(What is required)
Using the text about the song "Cannibal," answer yes or no for each statement and quote the words from the text that decide it: 1. The song was produced by Blake Mills. 2. The song was released by Columbia Records. 3. The song shifts away from an acoustic ballad around the three-minute mark.
— Start Quoted text —
Single by Marcus Mumford

from the album Self-Titled
- Released: 14 July 2022
- Genre: Folk rock
- Length: 4:01
- Label: Capitol
- Songwriter: Marcus Mumford
- Producer: Blake Mills

Marcus Mumford singles chronology
| "Lay Your Head on Me" (2020) | "Cannibal" (2022) | "Grace" (2022) |

Music video
- Cannibal on YouTube

= Cannibal (Marcus Mumford song) =

2022 song

"Cannibal" is the debut solo single by Mumford & Sons frontman Marcus Mumford, released on 14 July 2022 by Capitol Records. It is the lead single from his solo debut album Self-Titled, and was produced by Blake Mills.

== Style and reception ==
Per Consequences Abby Jones, the song is "a somber, rootsy tune that feels a bit like a pared-down version of Mumford & Sons' arena-sized folk rock—that is, until around the three-minute mark, when the song transforms from an acoustic ballad into a rousing barnburner", and has lyrics which "sees Mumford break away from a parasitic relationship" with lyrics including "You took the first slice of me and you ate it raw/ Ripped at it with your teeth and your lips like a cannibal/ You fucking animal" in the first verse and "Help me know how to begin again" in the song's climax. DIYs Emma Swann notes "Cannibal" as one of the songs on the album where Mumford "strips it right back", bringing out "a warm quality to his songwriting that seeps through." The Independents Helen Brown notes a moment where the song's "suppressed, acoustic intensity ... explodes into a synth-backed crescendo", with "Mumford's big yearning yawp of a voice ... buried behind the instrumentation", "as though he's handing over the experience." Brown calls it an effective technique and "evocative of the hushed circle of chairs at a support group." NMEs Elizabeth Aubrey emphasises the song's "downcast fingerpicking", calling it "sonically sparse".
— End Quoted text —
— Start Dataset —
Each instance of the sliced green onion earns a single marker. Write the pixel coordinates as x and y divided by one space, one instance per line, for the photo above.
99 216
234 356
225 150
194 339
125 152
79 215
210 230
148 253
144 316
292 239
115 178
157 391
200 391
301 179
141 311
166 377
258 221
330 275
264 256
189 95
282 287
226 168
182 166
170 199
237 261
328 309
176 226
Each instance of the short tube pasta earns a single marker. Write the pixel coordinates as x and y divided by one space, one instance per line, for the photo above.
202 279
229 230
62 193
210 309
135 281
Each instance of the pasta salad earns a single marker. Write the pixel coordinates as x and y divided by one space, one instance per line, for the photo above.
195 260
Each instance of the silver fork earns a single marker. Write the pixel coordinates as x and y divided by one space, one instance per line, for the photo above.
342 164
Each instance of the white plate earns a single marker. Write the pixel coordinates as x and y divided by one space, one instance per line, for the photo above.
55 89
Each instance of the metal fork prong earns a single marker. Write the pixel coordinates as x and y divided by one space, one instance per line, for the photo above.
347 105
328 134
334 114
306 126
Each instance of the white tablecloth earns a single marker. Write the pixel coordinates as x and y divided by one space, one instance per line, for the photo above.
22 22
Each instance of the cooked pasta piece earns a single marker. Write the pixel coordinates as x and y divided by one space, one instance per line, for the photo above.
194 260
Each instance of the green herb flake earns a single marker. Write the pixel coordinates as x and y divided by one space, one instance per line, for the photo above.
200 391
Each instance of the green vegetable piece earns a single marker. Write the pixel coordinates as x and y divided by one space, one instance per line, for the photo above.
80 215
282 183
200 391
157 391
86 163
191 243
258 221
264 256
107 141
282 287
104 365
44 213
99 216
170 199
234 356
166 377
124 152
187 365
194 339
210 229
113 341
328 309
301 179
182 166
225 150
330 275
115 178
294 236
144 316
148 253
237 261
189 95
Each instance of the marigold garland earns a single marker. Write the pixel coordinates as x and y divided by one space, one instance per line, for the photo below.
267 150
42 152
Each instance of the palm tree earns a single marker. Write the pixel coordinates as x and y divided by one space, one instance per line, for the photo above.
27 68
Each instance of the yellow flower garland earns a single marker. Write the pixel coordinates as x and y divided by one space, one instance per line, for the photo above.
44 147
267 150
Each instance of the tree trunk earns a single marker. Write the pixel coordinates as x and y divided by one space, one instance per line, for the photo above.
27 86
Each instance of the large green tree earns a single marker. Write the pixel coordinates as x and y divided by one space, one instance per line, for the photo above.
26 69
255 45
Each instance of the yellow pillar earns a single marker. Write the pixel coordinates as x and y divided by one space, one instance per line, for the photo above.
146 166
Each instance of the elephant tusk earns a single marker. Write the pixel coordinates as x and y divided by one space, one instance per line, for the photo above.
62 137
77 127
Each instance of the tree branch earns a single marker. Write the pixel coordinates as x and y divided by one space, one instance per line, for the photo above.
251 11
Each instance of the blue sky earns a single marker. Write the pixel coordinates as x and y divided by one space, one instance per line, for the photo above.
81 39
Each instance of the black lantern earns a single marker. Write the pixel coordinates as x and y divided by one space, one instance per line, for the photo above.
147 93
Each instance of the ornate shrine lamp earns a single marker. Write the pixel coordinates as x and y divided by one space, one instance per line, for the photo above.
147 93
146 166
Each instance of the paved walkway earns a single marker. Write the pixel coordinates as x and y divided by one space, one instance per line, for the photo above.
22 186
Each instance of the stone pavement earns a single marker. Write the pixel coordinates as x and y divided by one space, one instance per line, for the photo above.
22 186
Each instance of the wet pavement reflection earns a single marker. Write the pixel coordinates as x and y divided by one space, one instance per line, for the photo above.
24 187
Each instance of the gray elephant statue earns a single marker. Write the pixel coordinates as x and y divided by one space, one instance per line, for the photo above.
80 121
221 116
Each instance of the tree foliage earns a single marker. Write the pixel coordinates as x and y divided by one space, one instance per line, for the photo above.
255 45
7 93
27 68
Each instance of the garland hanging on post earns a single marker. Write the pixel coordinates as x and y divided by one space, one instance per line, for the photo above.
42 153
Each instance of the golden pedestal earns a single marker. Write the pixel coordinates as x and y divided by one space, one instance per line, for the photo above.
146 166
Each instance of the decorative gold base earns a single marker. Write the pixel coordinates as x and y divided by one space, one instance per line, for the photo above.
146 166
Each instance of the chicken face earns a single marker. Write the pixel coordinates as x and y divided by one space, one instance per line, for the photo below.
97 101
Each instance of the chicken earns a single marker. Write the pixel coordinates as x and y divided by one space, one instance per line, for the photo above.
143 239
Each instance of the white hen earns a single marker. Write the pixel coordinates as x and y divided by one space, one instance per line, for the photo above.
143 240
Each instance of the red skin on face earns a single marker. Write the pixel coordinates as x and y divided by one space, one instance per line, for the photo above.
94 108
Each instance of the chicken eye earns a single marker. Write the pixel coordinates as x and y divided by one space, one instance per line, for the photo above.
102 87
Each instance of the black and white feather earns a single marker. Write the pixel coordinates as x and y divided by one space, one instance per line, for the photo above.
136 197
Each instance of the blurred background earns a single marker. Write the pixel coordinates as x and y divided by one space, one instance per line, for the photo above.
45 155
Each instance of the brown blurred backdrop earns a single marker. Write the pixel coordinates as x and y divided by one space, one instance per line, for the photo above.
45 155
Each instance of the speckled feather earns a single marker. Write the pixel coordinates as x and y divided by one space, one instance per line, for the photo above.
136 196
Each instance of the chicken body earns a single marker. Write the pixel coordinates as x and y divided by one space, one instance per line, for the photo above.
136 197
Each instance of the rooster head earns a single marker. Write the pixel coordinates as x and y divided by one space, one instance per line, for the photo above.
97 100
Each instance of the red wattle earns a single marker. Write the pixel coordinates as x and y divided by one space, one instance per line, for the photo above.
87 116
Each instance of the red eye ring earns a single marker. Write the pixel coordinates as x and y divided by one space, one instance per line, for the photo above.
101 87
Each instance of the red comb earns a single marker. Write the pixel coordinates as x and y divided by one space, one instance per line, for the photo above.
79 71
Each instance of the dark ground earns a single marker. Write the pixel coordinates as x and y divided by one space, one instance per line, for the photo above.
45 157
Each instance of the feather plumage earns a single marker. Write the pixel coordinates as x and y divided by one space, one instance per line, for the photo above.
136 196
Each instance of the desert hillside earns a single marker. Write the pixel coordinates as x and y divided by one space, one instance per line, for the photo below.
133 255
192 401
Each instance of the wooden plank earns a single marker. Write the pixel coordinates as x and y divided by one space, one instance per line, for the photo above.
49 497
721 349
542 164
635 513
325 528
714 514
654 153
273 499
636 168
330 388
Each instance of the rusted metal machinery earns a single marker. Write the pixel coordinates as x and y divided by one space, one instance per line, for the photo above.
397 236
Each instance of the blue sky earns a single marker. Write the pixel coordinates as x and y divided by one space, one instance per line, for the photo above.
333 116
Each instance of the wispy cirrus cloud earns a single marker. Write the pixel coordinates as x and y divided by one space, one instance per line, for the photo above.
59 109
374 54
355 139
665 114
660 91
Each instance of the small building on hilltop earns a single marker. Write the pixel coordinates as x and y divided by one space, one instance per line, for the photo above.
— End Dataset —
(Answer below)
1. Yes: "was produced by Blake Mills."
2. No: "released on 14 July 2022 by Capitol Records."
3. Yes: "until around the three-minute mark, when the song transforms from an acoustic ballad into a rousing barnburner."